* START Page *
Analog systems and applications, lecture — XI.

## Bridge type full wave rectifier.

This article belongs to a series of lectures on analog electronics, the paper goes by the name “Analog Systems and Applications” for the physics honors degree class. All lectures of this series will be found here. This comprises of the 11th lecture of the series. The lecture was delivered on 12th February 2018.

In our last lecture we discussed the center tapped full wave rectifier and derived its most important parameters. Check that lecture for a conceptual continuity with the present lecture. Prior to that we discussed in much detail the case of the half wave rectifier and its parameters. Those two lectures can be accessed here.

Today we will discuss the other type of full wave rectifier, viz. bridge type rectifier. Lets draw a suitable diagram for the same and discuss its operational ideas.

The bridge type full wave rectifier

(i) It consists of 4 diodes D1, D2, D3 and D4.

(ii) Diagonally opposite corners ‘A‘ and ‘C‘ are connected across the secondary ‘S‘ of the power transformer. Diagonally opposite corners ‘B‘ and ‘D‘ are connected to the load resistance ‘RL‘.
* END Page *
* START Entries shown *
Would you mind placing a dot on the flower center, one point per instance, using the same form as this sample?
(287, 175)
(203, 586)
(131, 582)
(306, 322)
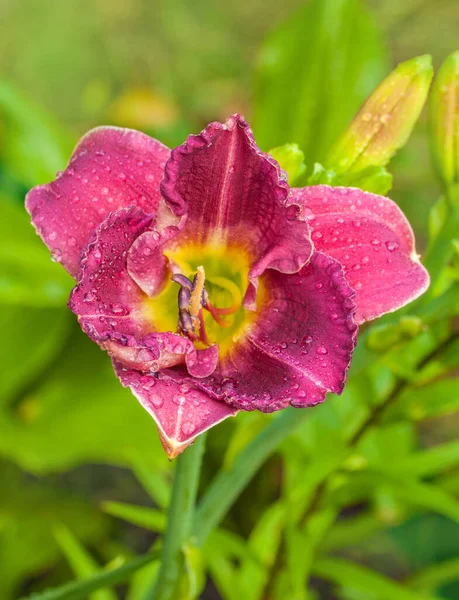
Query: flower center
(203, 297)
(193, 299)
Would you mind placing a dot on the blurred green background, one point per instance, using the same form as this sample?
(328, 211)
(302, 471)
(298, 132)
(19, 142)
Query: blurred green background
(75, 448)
* END Entries shown *
* START Entries shown *
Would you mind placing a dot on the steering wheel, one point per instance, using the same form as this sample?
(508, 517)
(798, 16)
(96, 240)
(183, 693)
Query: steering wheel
* END Entries shown *
- [Parts of the exercise]
(a) According to the lecture, how many diodes make up the bridge type full wave rectifier?
(b) Summarize the lecture in two sentences.
(c) Continue the lecture on the bridge type full wave rectifier from its last sentence.
The items come from a different source than the lecture.

- [Answers for this exercise]
(a) Four diodes: D1, D2, D3 and D4.

(b) This eleventh lecture in an analog electronics series for a physics honors class follows earlier lectures on the center tapped full wave rectifier and the half wave rectifier, and it turns to the bridge type full wave rectifier. That rectifier consists of four diodes, with diagonally opposite corners A and C connected across the transformer secondary S and corners B and D connected to the load resistance RL.

(c)
(iii) During positive or first half cycle D1, and D3 conduct as A is positive wrt C. During negative half cycle or second half of signal D2, and D4 conduct as C is positive wrt A.

(iv) Bridge rectifier does not require center-tapping at the secondary of the transformer.

Let the voltage across the secondary of the transformer be given by V = V0 sin ωt. Here V0 is the maximum transformer voltage or amplitude of voltage signal. Also ω/2π is the frequency of the AC signal.

(i) During the half cycle when A is positive relative to C; D1, and D3 are “forward biased”, D2, and D4 are “reverse biased”. iL1 flows through RL, in the direction ABEFDCSA. iL2 = 0.

(ii) Similarly during next-half cycle C is positive relative to A; D2, and D4 are “forward biased”, D1, and D3 are “reverse biased”. iL2 flows through RL, in the direction CBEFDASC. iL1 = 0.

Thus current always flows in the same direction; along EF, through RL.

Lets write down the current.

$i_{L_{1}} =I_0 \sin \omega t=\frac{V_0}{2R_f+R_s+R_L} \,\sin \omega t,\,\,i_{L_{2}}=0$ during $0\le \omega t \le \pi$.

AND

$i_{L_{2}} =-I_0 \sin \omega t=\frac{V_0}{2R_f+R_s+R_L} \,\sin (\omega t +\pi),\,\,i_{L_{1}}=0$ during $\pi\le \omega t \le 2\pi$.

So maximum current through load is $\boxed{I_0=\frac{V_0}{2R_f+R_s+R_L} }$.

The average or dc and rms value of current, rectifier efficiency and ripple factor can be given by comparing with the same of a center-tapped full wave rectifier.

$\boxed{I_{dc}=\frac{2I_0}{\pi}=\frac{2V_0}{\pi(2R_f+R_s+R_L)} }$.

$\boxed{V_{dc}=\frac{2V_0}{\pi \big[1+\frac{2R_f+R_s}{R_L} \big]}}$

$\boxed{I_{rms}=\frac{V_0}{\sqrt 2(2R_f+R_s+R_L)} }$.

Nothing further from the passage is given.